WHAT IS BEING ASKED. Copy every entry in the listing below exactly, but not the pictures.

MATERIAL PROVIDED.
+++++

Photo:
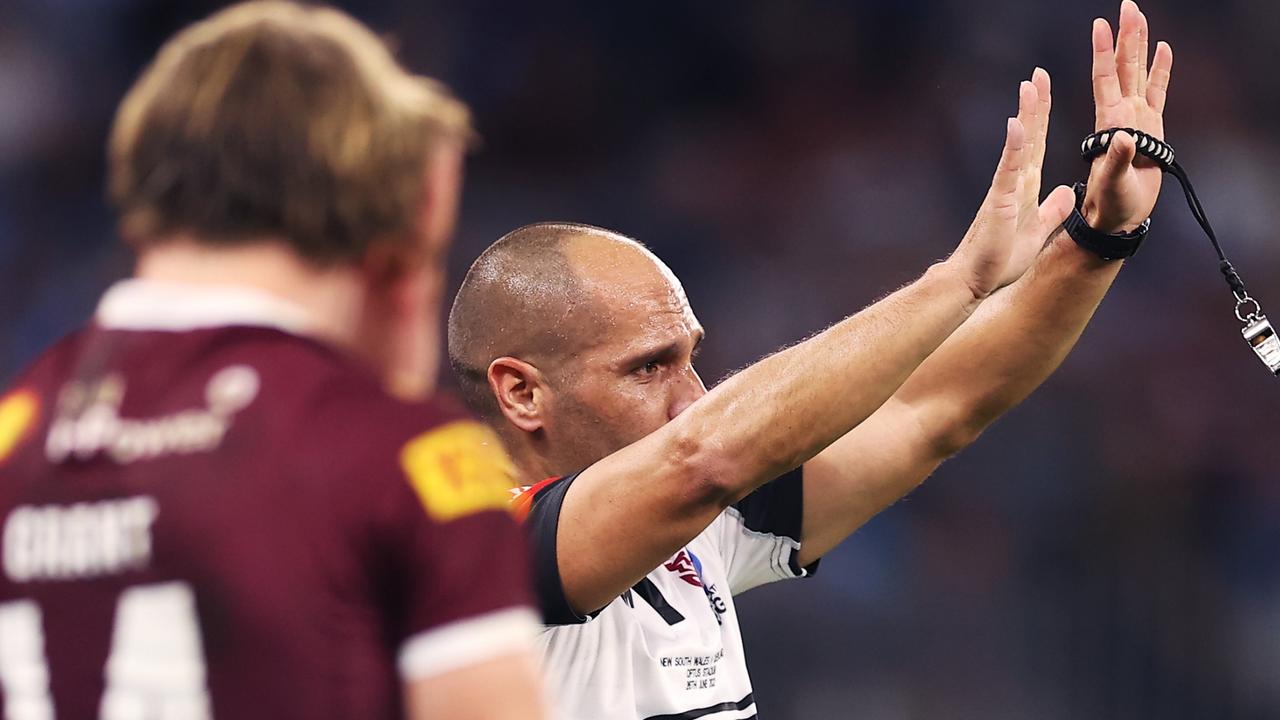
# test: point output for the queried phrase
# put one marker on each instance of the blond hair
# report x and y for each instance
(275, 119)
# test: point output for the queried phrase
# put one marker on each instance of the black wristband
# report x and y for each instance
(1104, 245)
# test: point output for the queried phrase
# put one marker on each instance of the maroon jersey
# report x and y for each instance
(204, 518)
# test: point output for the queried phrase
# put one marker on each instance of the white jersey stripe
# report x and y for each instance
(467, 642)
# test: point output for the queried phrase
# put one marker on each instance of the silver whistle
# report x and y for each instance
(1262, 338)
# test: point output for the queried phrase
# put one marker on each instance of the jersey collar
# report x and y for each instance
(154, 305)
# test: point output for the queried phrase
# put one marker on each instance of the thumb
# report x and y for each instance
(1055, 208)
(1119, 156)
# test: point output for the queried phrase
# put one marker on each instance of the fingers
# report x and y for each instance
(1056, 208)
(1004, 185)
(1128, 62)
(1143, 37)
(1037, 132)
(1157, 85)
(1119, 158)
(1106, 83)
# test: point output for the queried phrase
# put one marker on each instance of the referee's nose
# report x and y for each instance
(686, 390)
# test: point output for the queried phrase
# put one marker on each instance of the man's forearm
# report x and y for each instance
(786, 408)
(1011, 343)
(634, 509)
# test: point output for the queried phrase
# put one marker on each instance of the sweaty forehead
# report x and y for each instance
(629, 286)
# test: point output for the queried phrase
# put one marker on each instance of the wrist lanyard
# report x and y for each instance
(1257, 329)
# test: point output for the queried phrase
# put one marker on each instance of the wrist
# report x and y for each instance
(1095, 212)
(960, 279)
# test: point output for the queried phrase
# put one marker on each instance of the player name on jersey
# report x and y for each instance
(78, 541)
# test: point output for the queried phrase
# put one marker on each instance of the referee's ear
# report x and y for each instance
(520, 392)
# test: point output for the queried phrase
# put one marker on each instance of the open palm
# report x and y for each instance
(1123, 188)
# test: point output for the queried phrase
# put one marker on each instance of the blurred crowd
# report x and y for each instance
(1111, 548)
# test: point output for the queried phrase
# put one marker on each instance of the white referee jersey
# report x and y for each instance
(670, 648)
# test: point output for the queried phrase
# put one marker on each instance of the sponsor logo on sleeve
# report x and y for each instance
(458, 469)
(18, 411)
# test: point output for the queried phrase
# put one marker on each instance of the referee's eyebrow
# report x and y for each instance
(663, 354)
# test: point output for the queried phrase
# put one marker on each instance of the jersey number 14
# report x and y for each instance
(155, 669)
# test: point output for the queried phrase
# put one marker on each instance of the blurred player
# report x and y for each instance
(576, 343)
(209, 504)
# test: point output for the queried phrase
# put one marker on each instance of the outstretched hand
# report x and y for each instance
(1010, 227)
(1124, 186)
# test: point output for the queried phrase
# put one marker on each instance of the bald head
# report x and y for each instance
(540, 294)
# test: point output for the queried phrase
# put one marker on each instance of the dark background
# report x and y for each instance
(1107, 550)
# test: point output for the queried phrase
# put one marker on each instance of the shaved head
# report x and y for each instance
(533, 295)
(572, 342)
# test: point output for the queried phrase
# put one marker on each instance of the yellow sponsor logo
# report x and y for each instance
(18, 413)
(458, 469)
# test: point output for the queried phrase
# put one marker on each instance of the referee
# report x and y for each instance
(652, 502)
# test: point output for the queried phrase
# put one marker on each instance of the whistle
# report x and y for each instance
(1262, 338)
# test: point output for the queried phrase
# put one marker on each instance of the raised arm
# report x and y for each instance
(632, 510)
(1019, 336)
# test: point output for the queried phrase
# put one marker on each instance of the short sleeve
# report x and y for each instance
(540, 506)
(759, 536)
(457, 560)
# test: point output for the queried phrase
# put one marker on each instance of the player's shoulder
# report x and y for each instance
(544, 495)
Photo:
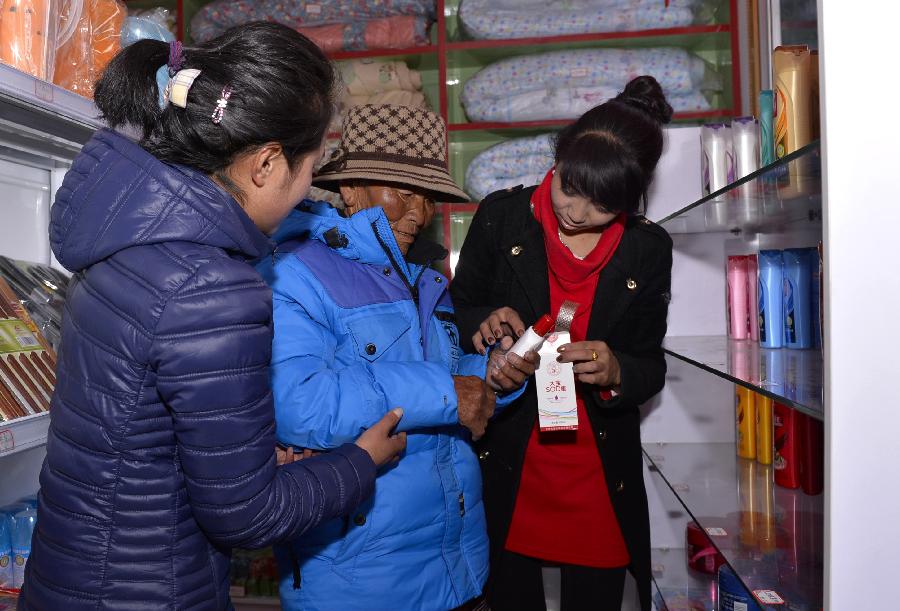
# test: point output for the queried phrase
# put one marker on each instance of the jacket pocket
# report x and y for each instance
(374, 335)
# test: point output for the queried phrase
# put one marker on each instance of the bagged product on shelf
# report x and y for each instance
(41, 291)
(793, 123)
(498, 19)
(522, 161)
(565, 84)
(218, 16)
(90, 37)
(28, 35)
(155, 24)
(397, 32)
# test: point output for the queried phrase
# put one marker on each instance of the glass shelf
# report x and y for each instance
(677, 587)
(772, 537)
(786, 194)
(792, 377)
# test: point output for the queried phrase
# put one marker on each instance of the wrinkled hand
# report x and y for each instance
(475, 403)
(501, 323)
(285, 456)
(508, 372)
(380, 440)
(602, 371)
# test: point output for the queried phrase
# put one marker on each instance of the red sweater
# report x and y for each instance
(563, 512)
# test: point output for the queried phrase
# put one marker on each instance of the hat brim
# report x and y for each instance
(434, 180)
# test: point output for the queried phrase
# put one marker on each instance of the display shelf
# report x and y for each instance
(377, 53)
(23, 433)
(772, 537)
(713, 47)
(677, 587)
(786, 194)
(792, 377)
(44, 112)
(537, 41)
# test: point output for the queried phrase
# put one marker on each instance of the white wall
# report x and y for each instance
(861, 131)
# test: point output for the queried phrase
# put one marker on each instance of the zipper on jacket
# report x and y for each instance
(412, 287)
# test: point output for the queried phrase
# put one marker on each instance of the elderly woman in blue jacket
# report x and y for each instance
(363, 324)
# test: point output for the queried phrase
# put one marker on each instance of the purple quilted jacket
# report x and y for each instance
(160, 456)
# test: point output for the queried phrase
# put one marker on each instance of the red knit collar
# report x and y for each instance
(568, 268)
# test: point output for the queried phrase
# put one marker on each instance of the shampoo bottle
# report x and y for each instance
(738, 304)
(745, 408)
(771, 310)
(534, 337)
(798, 273)
(786, 463)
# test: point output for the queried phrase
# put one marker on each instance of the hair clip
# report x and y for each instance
(179, 86)
(221, 105)
(176, 57)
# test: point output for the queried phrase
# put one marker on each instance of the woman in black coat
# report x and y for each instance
(528, 249)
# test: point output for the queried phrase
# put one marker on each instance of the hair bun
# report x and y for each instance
(645, 94)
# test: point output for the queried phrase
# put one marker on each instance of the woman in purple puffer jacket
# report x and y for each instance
(161, 450)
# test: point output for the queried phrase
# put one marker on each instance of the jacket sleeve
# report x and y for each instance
(643, 367)
(321, 403)
(472, 278)
(211, 360)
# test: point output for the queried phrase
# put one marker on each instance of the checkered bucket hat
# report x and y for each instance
(392, 145)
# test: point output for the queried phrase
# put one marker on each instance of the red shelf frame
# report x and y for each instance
(589, 37)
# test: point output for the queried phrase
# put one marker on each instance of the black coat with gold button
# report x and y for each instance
(504, 263)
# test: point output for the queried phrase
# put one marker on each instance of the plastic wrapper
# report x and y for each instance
(90, 37)
(41, 290)
(28, 35)
(155, 24)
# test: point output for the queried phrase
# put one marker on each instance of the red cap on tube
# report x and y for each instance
(544, 325)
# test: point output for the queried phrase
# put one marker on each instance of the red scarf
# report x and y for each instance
(569, 270)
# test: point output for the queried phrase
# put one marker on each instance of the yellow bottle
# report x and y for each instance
(745, 405)
(765, 433)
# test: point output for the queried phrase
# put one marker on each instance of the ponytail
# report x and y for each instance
(280, 89)
(127, 93)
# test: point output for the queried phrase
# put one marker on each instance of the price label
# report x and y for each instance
(7, 441)
(768, 597)
(43, 90)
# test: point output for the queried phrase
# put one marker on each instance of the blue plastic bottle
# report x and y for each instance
(21, 543)
(798, 323)
(771, 311)
(6, 572)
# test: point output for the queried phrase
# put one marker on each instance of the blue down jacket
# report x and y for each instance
(358, 331)
(161, 450)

+++++

RESULT OF THE TASK.
Photo:
# test: point output for the queried phrase
# put one marker on each instance of the blond hair
# report x and y for each instance
(275, 119)
# test: point output for the queried phrase
# put one marker on each instance of the black wristband
# report x and y for each instance
(1104, 245)
# test: point output for the queried phrase
# put one marker on each instance of the maroon jersey
# report x and y for each instance
(204, 518)
# test: point output for the queried phrase
# put one marker on each instance of the white jersey stripe
# report x and y for each instance
(467, 642)
# test: point output for the queried phrase
# put one marker on each instance of the silver whistle
# report x and y for each instance
(1262, 338)
# test: point output for the queried phrase
# put one marker on each instance of the jersey collar
# report x and y for each instance
(154, 305)
# test: point output for the queried phrase
# put one marker on each instance of the thumb
# report x and y for each instance
(1055, 208)
(1119, 156)
# test: point output for the queried phrase
# put one marker on each instance of the fingers
# report x and y for each instance
(1056, 208)
(1004, 185)
(1128, 62)
(1143, 37)
(1037, 132)
(1157, 85)
(1119, 158)
(1106, 83)
# test: point output for the queried phrase
# put one marker on each instance of the referee's nose
# report x and y for each instance
(686, 390)
# test: point output for the queried phrase
# put one marker on each instance of the man's forearm
# report x and y for each instance
(786, 408)
(1011, 343)
(634, 509)
# test: point output for the queried phrase
# put one marker on each instance of the sweaty forehead
# report x and y for each instance
(629, 286)
# test: point output for the queried phrase
# put one marker on each instance of the wrist lanyard
# report x and y for each instance
(1257, 329)
# test: point output for the queried phrase
# put one marker on each instance of the wrist
# report x and y for each instance
(1095, 212)
(960, 279)
# test: point output for the queried phrase
# put one marker on each instance of the player name on jersey
# report x and y for each instance
(78, 541)
# test: point output for the queried phrase
# put one marker on each instance of the referee's ear
# report x and y for each instance
(520, 392)
# test: point output for the queried phrase
# put one marker on each instance of the open palm
# report x and y for each instance
(1123, 188)
# test: point output for the queried phrase
# put one marker on each instance of the blurred crowd
# report x and y for each instance
(1111, 548)
# test: point output for the queried phrase
# put one marker on each instance of the white referee jersey
# report x and y for each instance
(670, 648)
# test: point output for the queried phrase
# put one marker on each instance of the sponsor logo on sleeve
# report x and y for each instance
(458, 469)
(18, 411)
# test: point output for the queried phrase
# put one marker on each instance of the referee's eyebrow
# report x and y for each instance
(663, 354)
# test: point output for the queried phrase
# put one marker on each instance of the jersey number 14
# report x and y for each instance
(155, 669)
# test: point output for the queried phrase
# put one marker on each instance of the blurred player
# report x and y for each instance
(576, 343)
(209, 504)
# test: point output for the queried phrase
# put one marker on each instance of the outstretched hand
# report x and y for each instance
(1010, 227)
(1124, 186)
# test: point output for the queried phrase
# put one marker on each instance of the bald head
# report x and y for each instance
(540, 294)
# test: point output for the queried phrase
# put one marker on each instance of the dark background
# report x and y for each instance
(1107, 550)
# test: point output for the queried phrase
# put one marker on each instance of the shaved head
# report x and y for each instance
(533, 295)
(572, 342)
# test: point output for the queried phrase
# put one marker on each instance of the yellow sponsor logo
# report x and y for each instance
(18, 413)
(458, 469)
# test: point output for the queried phrase
# put one marker on each instance of the referee
# report x and y for each instance
(652, 502)
# test: point output for the queried phrase
# put one marker on each instance of the whistle
# report x and y for each instance
(1262, 338)
# test: point output for the queried phrase
# put one marker on each instance of the raised arm
# report x and y for each instance
(632, 510)
(1019, 336)
# test: point output for the queried phrase
# put one marker on each instance of the short sleeve
# report x and y for each instance
(540, 506)
(759, 536)
(457, 560)
# test: point output for the queried phrase
# put one marker on each instance of the player's shoulder
# report x and y for each instance
(544, 495)
Photo:
# test: point output for the queried phrase
# put one marker on each instance of the jacket pocket
# report x and y for each instance
(374, 335)
# test: point output for the queried phrase
# put one marker on each instance of the bagged product on shelf
# report x and y for each instance
(41, 291)
(793, 123)
(498, 19)
(522, 161)
(565, 84)
(218, 16)
(90, 37)
(28, 35)
(155, 24)
(397, 32)
# test: point output for the queried phrase
# put one marker on each instance of the glass shelf
# report x and y for each instance
(677, 587)
(772, 537)
(786, 194)
(792, 377)
# test: point output for the queried phrase
# put one marker on each instance of the wrinkled hand
# report x and y for each instance
(475, 403)
(501, 323)
(285, 456)
(508, 372)
(380, 440)
(602, 371)
# test: point output for the queried phrase
# put one marker on each instance of the red sweater
# report x and y for each instance
(563, 512)
# test: point output for the queried phrase
# put one marker on each instance of the hat brim
# report x and y for each instance
(434, 180)
# test: point output for the queried phrase
# put one marker on each instance of the display shelf
# report x and y for each instance
(377, 53)
(23, 433)
(772, 537)
(713, 47)
(677, 587)
(786, 194)
(792, 377)
(44, 112)
(537, 41)
# test: point output for the queried phrase
# put one marker on each instance of the white wall
# report x and y for each instance
(861, 131)
# test: point output for the queried phrase
# put one marker on each instance of the zipper on jacket
# report x and y for each instance
(412, 287)
# test: point output for the queried phrase
# put one marker on each instance of the elderly woman in blue jacket
# report x and y for each instance
(363, 324)
# test: point output for the queried phrase
# put one marker on each instance of the purple quilted jacket
# report x and y for each instance
(160, 456)
# test: point output for the queried phrase
# put one marker on each instance of the red knit collar
# report x and y for each instance
(568, 268)
# test: point output for the queried phrase
# put one marker on each instance of the shampoo bottle
# report x and y for each instance
(738, 304)
(745, 408)
(771, 310)
(534, 337)
(798, 273)
(786, 463)
# test: point output for the queried phrase
# put one marker on each instance of the hair clip
# report x and y for each instance
(179, 86)
(221, 105)
(176, 57)
# test: point output for the queried phrase
# put one marker on each instance of the woman in black coat
# report x and y for each instance
(528, 249)
# test: point output for the queried phrase
# put one marker on each instance of the hair bun
# report x and y for each instance
(645, 94)
# test: point output for the queried phrase
# put one marker on each instance of the woman in purple puffer jacket
# report x and y for each instance
(161, 450)
# test: point output for the queried phrase
# put one marker on each instance of the jacket sleeve
# report x and y for each instance
(643, 367)
(321, 403)
(472, 278)
(211, 360)
# test: point output for the queried phrase
# put one marker on each instance of the checkered bucket hat
# report x and y for each instance
(392, 145)
# test: point output for the queried phrase
# put one marker on each instance of the red shelf frame
# report x and y for each instance
(589, 37)
# test: point output for the queried phrase
# put one marker on each instance of the black coat with gold button
# report x and y for each instance
(504, 263)
# test: point output for the queried phrase
# put one marker on each instance of the plastic wrapper
# report x and y for each instance
(90, 37)
(41, 290)
(28, 35)
(155, 24)
# test: point output for the queried phrase
# put one marker on each instance of the red cap on tube
# report x and y for each instance
(544, 325)
# test: point output for the queried phrase
# put one marker on each instance of the red scarf
# report x and y for each instance
(569, 270)
# test: point output for the queried phrase
# put one marker on each instance of the yellow bottle
# report x and y for each instance
(745, 405)
(765, 433)
# test: point output for the queried phrase
# put one marker on each instance of the ponytail
# report x and y for each instance
(280, 89)
(127, 93)
# test: point output for the queried phrase
# put one marker on each instance of the price label
# report x and y for each instance
(7, 441)
(768, 597)
(43, 90)
# test: point output for the queried phrase
# put one marker on each instance of the blue plastic bottle
# report x and y for each instance
(21, 543)
(798, 323)
(771, 311)
(6, 572)
# test: point output for the queried phrase
# put one marker on each instance of the blue down jacket
# report x and y for each instance
(358, 331)
(161, 450)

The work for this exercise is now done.